━━ READING TEXT

David McRitchie wrote...
....
Separating City when not separated from street address
http://www.mvps.org/dmcritchie/excel/city.htm
With regard to the #steps section, presumably state and zip code are
unambiguous, so wouldn't it make sense to drop a commas into the
address between state and zip code first, then use Text-to-Columns to
parse out these fields, leaving only the street address and city to
process?
As for stringing together city names, if it were practical, better to
use a recursive procedure to string together city names right to left.
However, it's not practical. While your macro handles the common
leading words 'Los' and 'San', it omits the equally common 'Las' and
'Santa', which indicates you've never lived in the southwest US.
There are such California cities as Angels Camp, Costa Del Mar, Corte
Madera, Diamond Bar, El Segundo, Elk Grove, Grand Terrace (which could
just as easily be a street name), Inidan Wells, La Mesa, Lake
Arrowhead, Lake Forrest, Loma Linda, Lone Pine, Mission Viejo, Monte
Sereno, Moss Landing, Mountain View, Palm Desert, Palm Springs, Palo
Alto, Paradise Ridge, Paso Robles, Point Arena, Rancho Cucamongo,
Rancho Palos Verdes, Red Bluff, Rio Vista, Thousand Oaks, Twentynine
Palms, and more, all of which your macro would skip. Heaven help it if
fed Alaskan and Hawaiian addresses, or some parts of northern New
England bordering Quebec.
It includes ' Place' and ' Run', which are also used as street tokens,
e.g.,
123 Stags Run Place Mill Valley, CA 99999
which would become
123 Stags_Run_Place_Mill_Valley, Ca 99999
when it's pretty clear this should be 'Stags Run Place' in 'Mill
Valley'.
Parsing street tokens is easier because there are fewer words used for
them than there are words used in city/towm/village names. But even
that isn't guaranteed to work, especially when there are some
cities/towns that use directional qualifiers after the street token,
e.g.,
987 Main Street East Podunk, IL 55555
Should that be 'Main Street East, Podunk' or 'Main Street, East
Podunk'?
Sample data processed was, the only additional special
change to the macro was for "St. Louis," which had to
distinguish between abbreviation for Street and Saint.
Hopefully your data is for local or at least for a single state.
The 'St. St.' example is actually a usable pattern. It's nearly certain
duplicated adjacent substrings are either typos or not part of the same
feld. If typos, they'll require manual correction anyway. If legit, the
odds are such that they should trigger the break between street name
and city name.
This *IS* a statistical undertaking, meaning some patterns are more
reliable than others, and none will do a perfect job. Pasting together
city names is unlikely to provide as much benefit as pasting together
street names.

━━━━

- [TASKS TO COMPLETE]:
[A] Rewrite the paragraph in the address-parsing post that begins "The 'St. St.' example" as a short list, keeping its main points.
[B] In the address-parsing post, which two common leading words for city names does the writer say the macro omits?

━━ SUPPLIED DATA

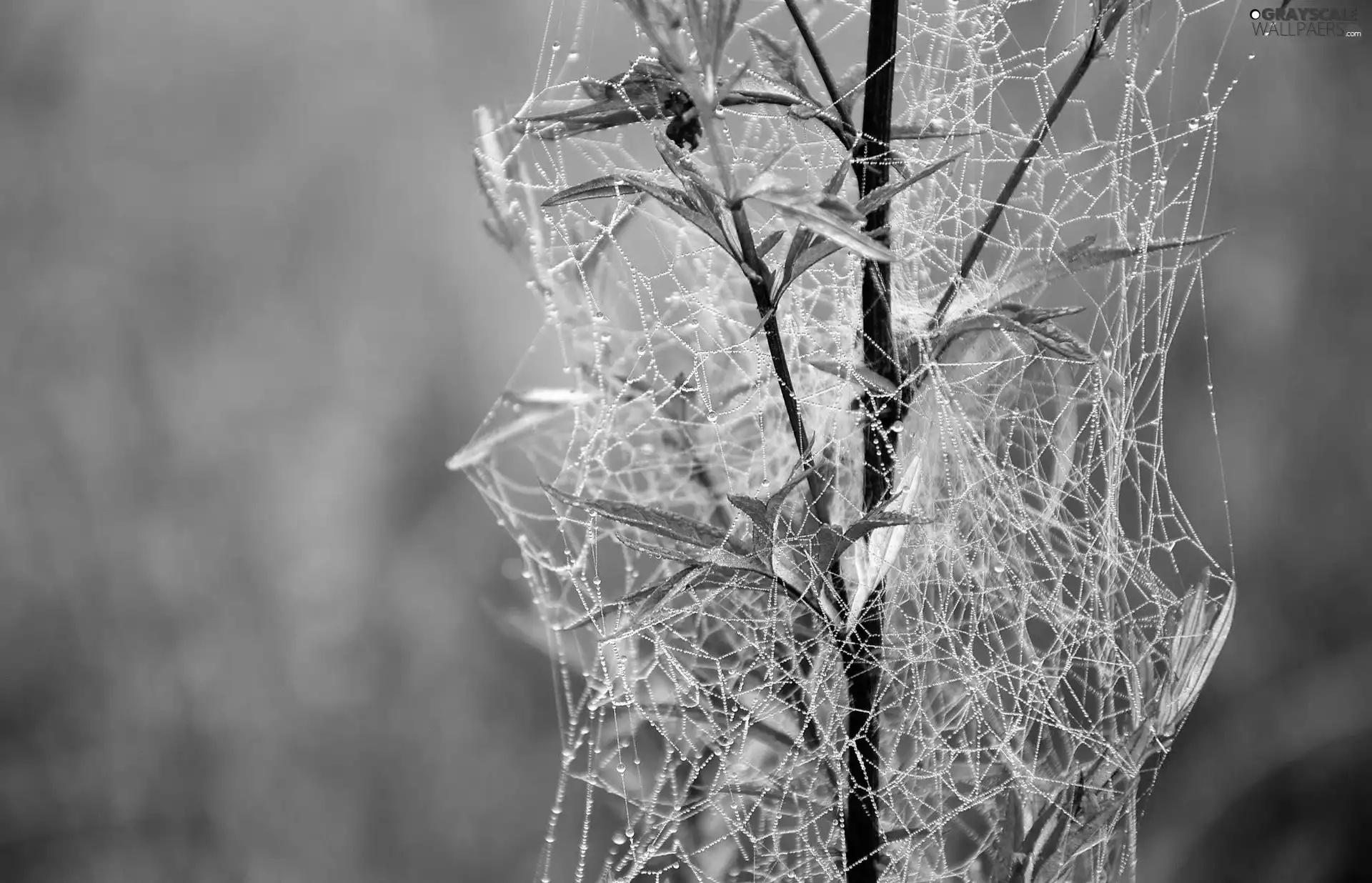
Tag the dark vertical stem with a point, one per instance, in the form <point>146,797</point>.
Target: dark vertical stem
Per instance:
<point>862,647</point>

━━━━
━━ SUPPLIED DATA

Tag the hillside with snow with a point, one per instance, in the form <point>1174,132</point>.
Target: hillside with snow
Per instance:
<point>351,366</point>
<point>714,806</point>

━━━━

- [SOLVED PROBLEMS]:
[A]
- The "St. St." example is a usable pattern.
- Duplicated adjacent substrings are almost certainly either typos or not part of the same field.
- Typos will need manual correction anyway.
- If legitimate, they should most likely trigger the break between street name and city name.

[B] 'Las' and 'Santa'